● To do: As the answer, give a copy of each line below that includes the word "green".

(Collected data)

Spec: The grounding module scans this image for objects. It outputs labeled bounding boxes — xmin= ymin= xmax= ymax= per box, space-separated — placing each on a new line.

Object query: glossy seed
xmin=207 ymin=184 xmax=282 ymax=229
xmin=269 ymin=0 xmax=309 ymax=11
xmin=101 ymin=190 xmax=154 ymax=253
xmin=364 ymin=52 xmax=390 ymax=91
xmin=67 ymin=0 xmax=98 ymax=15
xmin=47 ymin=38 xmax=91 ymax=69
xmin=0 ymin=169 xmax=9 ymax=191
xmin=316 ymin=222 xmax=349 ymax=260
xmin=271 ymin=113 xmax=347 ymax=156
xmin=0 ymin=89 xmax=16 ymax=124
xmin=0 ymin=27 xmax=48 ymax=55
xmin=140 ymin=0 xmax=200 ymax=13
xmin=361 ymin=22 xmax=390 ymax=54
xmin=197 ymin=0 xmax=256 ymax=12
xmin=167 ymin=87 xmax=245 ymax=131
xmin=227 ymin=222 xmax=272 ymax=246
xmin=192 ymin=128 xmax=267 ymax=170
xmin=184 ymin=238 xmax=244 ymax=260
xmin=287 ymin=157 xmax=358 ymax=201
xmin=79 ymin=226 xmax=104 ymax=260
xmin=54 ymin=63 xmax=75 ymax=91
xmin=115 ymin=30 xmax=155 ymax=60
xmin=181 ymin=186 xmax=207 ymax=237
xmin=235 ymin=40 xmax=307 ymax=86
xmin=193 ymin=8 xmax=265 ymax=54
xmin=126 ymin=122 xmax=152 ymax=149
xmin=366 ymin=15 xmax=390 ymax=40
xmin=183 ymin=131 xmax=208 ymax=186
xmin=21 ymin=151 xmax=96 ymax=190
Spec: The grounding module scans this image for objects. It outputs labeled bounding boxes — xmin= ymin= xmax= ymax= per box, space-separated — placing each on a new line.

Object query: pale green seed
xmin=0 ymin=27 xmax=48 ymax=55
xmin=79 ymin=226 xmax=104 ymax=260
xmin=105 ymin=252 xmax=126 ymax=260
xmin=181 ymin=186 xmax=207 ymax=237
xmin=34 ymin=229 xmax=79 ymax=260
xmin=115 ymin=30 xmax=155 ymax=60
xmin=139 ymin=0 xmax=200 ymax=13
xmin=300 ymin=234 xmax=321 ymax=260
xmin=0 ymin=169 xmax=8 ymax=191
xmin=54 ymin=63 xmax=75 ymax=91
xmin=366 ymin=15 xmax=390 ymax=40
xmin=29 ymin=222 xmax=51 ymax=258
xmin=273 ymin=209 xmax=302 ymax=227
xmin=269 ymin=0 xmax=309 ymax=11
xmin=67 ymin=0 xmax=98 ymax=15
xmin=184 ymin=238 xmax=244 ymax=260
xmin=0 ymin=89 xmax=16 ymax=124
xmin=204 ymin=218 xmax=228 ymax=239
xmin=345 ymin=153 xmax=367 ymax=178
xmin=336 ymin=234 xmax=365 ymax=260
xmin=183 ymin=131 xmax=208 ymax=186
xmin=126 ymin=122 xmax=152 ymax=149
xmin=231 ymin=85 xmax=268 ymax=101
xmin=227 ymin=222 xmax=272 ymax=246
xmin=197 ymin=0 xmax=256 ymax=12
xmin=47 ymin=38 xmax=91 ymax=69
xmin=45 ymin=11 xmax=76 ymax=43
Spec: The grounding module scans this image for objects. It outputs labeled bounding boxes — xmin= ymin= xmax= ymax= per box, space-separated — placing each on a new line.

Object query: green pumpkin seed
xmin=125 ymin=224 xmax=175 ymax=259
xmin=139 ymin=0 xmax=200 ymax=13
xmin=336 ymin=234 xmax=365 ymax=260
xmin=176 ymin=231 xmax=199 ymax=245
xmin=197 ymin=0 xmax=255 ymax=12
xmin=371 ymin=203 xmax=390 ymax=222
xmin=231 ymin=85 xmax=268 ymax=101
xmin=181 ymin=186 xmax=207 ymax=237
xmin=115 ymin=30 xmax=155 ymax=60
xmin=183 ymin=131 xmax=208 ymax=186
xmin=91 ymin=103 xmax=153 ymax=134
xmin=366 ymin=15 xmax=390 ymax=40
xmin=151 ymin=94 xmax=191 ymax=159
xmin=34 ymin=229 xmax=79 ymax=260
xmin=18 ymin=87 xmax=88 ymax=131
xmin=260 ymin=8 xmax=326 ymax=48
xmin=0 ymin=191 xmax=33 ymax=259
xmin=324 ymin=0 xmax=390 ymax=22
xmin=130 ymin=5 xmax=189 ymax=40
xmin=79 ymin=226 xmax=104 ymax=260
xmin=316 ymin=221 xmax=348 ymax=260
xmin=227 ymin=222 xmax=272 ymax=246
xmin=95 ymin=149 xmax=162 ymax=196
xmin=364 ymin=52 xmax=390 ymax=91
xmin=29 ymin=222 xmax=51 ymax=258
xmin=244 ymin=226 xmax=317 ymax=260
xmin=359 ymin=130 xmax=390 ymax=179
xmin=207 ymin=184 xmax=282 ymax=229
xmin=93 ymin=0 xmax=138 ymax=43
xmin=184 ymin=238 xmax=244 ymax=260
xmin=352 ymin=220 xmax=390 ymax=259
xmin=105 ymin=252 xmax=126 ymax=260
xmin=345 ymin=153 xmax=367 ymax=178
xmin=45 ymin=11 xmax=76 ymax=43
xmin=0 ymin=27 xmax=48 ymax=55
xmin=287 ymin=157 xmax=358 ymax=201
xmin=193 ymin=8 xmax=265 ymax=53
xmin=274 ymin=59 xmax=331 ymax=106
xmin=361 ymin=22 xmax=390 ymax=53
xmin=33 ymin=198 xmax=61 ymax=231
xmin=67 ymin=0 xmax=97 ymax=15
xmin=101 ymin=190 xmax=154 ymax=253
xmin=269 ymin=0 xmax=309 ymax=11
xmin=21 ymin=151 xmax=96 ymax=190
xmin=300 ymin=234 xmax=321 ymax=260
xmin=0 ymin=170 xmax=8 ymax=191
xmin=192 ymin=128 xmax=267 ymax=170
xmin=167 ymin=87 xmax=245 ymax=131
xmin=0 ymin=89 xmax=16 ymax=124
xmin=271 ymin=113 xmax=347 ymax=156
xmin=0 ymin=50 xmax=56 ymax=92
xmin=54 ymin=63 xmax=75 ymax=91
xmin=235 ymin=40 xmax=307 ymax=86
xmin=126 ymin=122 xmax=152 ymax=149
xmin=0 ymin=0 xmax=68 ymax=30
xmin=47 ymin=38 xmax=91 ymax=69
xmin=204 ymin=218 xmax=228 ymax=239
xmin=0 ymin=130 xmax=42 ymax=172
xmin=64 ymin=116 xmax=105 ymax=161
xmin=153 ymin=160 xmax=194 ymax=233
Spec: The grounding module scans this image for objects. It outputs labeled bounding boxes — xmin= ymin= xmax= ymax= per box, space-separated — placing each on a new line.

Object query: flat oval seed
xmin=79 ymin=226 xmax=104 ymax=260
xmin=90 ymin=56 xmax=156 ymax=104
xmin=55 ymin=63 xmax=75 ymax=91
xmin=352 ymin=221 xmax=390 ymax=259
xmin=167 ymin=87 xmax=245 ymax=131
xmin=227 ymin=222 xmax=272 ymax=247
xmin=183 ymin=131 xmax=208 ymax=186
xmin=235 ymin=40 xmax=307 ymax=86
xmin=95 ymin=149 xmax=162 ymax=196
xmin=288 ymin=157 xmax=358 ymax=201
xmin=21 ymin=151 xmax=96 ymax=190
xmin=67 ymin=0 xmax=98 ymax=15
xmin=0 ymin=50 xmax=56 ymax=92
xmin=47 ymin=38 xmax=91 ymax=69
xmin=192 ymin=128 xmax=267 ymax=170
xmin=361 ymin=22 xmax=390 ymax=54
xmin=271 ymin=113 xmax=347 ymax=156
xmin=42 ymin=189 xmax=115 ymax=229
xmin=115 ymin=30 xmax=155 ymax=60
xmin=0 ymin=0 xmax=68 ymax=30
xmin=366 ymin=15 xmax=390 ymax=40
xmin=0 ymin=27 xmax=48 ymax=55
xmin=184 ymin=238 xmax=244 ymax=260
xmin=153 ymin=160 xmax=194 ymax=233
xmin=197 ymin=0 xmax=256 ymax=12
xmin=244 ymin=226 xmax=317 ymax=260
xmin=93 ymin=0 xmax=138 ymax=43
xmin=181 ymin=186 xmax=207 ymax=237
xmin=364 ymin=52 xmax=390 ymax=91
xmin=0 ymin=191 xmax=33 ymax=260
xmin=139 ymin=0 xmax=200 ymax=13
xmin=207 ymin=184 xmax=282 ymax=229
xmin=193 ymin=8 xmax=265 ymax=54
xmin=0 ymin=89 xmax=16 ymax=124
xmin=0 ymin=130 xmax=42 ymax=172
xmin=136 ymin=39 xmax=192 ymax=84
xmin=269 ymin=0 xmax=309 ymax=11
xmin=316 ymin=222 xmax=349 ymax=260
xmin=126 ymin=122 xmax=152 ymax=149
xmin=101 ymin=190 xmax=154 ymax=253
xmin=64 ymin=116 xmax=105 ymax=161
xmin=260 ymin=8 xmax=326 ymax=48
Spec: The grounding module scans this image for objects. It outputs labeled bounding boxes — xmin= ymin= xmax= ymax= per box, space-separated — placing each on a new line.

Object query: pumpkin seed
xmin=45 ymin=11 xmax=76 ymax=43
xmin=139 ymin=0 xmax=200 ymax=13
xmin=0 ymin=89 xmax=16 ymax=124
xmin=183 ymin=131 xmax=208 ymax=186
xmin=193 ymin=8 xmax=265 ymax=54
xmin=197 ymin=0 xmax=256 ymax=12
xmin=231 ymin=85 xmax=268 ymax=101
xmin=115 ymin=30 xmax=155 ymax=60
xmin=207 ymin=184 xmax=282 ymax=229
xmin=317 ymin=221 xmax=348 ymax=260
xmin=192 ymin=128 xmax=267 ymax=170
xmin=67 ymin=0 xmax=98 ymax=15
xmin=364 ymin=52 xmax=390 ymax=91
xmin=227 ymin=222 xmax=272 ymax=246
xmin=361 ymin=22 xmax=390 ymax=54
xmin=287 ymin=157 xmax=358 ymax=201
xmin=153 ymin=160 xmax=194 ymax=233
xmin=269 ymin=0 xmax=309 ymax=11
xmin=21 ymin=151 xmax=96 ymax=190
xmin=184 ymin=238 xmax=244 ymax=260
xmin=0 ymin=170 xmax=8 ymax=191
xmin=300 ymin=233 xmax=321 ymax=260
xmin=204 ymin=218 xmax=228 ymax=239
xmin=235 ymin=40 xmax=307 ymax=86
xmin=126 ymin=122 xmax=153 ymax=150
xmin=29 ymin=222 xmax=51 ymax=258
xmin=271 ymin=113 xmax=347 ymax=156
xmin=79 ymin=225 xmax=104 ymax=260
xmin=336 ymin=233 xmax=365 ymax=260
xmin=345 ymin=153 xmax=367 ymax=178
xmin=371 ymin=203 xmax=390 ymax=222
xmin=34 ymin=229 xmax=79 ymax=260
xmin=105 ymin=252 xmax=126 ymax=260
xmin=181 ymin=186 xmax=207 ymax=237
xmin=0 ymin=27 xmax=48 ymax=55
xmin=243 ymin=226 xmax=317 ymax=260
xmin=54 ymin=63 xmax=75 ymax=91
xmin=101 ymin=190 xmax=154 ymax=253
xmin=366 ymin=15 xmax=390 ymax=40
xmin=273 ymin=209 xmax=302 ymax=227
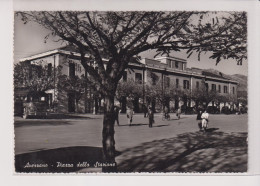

● Exercise output:
Object query: pale green seed
Object query: green pumpkin seed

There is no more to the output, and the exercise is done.